▶
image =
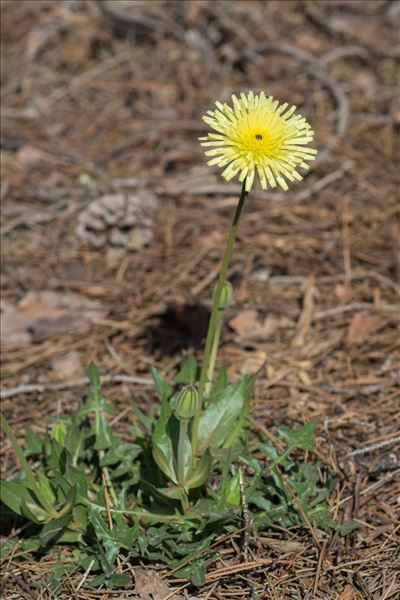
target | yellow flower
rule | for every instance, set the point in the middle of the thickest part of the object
◀
▶
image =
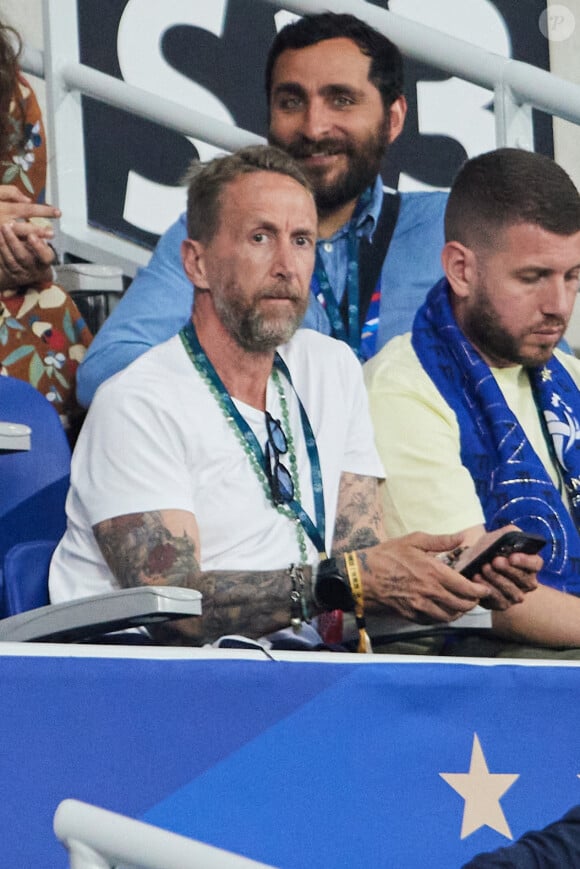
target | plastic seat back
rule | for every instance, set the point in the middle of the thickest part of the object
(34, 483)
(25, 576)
◀
▶
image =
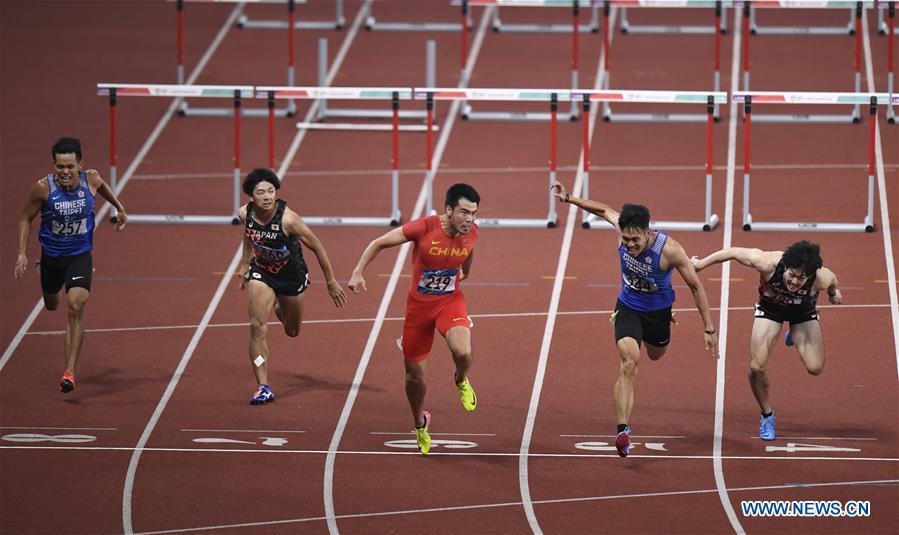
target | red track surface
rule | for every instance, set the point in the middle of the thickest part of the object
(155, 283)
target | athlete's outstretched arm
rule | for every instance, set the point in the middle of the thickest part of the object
◀
§ **Objective**: Which lines in the entries above contain the word "target"? Gather every one of them and copy each line in full.

§ **Result of this task**:
target | yellow flower
target | plastic seat back
target | red track surface
target | athlete's outstretched arm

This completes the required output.